Rewrite every line of the listing below as a Markdown table with the columns No. and Line, numbering each row and skipping blank lines. Leave the picture out.
========
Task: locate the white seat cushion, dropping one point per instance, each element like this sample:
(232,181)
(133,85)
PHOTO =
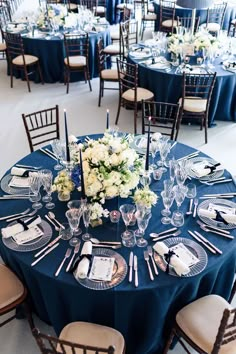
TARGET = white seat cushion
(77,60)
(92,334)
(142,94)
(11,289)
(194,104)
(29,59)
(200,321)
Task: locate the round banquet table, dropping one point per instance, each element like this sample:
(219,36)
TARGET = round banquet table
(51,54)
(144,315)
(167,87)
(230,14)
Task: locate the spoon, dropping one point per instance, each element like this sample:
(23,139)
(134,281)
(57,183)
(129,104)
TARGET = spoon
(165,236)
(52,216)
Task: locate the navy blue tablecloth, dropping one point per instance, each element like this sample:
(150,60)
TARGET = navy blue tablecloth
(144,315)
(167,88)
(230,14)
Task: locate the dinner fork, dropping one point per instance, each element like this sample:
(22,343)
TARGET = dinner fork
(67,255)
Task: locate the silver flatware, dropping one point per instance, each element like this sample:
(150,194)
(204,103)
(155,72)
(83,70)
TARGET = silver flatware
========
→ **Result**
| No. | Line |
|---|---|
| 1 | Task: locate the white seat cushion, dropping one point per instance, each element like this sample: |
| 2 | (232,181) |
| 3 | (133,85) |
| 4 | PHOTO = |
| 5 | TARGET = white seat cushion |
| 6 | (77,60) |
| 7 | (92,334) |
| 8 | (142,94) |
| 9 | (11,289) |
| 10 | (194,104) |
| 11 | (29,59) |
| 12 | (200,321) |
| 13 | Task: locate the round banquet table, dropping one point per instance, each element like this sample: |
| 14 | (219,36) |
| 15 | TARGET = round banquet table |
| 16 | (51,54) |
| 17 | (144,315) |
| 18 | (167,87) |
| 19 | (230,14) |
| 20 | Task: locate the spoon, dropping one point per instance, each element like this sample: |
| 21 | (23,139) |
| 22 | (134,281) |
| 23 | (57,183) |
| 24 | (129,104) |
| 25 | TARGET = spoon |
| 26 | (165,236) |
| 27 | (52,216) |
| 28 | Task: locate the navy blue tablecloth, dropping one point per instance, each element like this sample: |
| 29 | (150,60) |
| 30 | TARGET = navy blue tablecloth |
| 31 | (144,315) |
| 32 | (167,88) |
| 33 | (230,14) |
| 34 | Task: locate the dinner fork, dropping one point per instance, each element like this sample: |
| 35 | (22,343) |
| 36 | TARGET = dinner fork |
| 37 | (67,255) |
| 38 | Task: locate the silver flatware, dropping one point per instance, each element like this sample: |
| 39 | (150,194) |
| 40 | (204,103) |
| 41 | (155,72) |
| 42 | (83,70) |
| 43 | TARGET = silver flatware |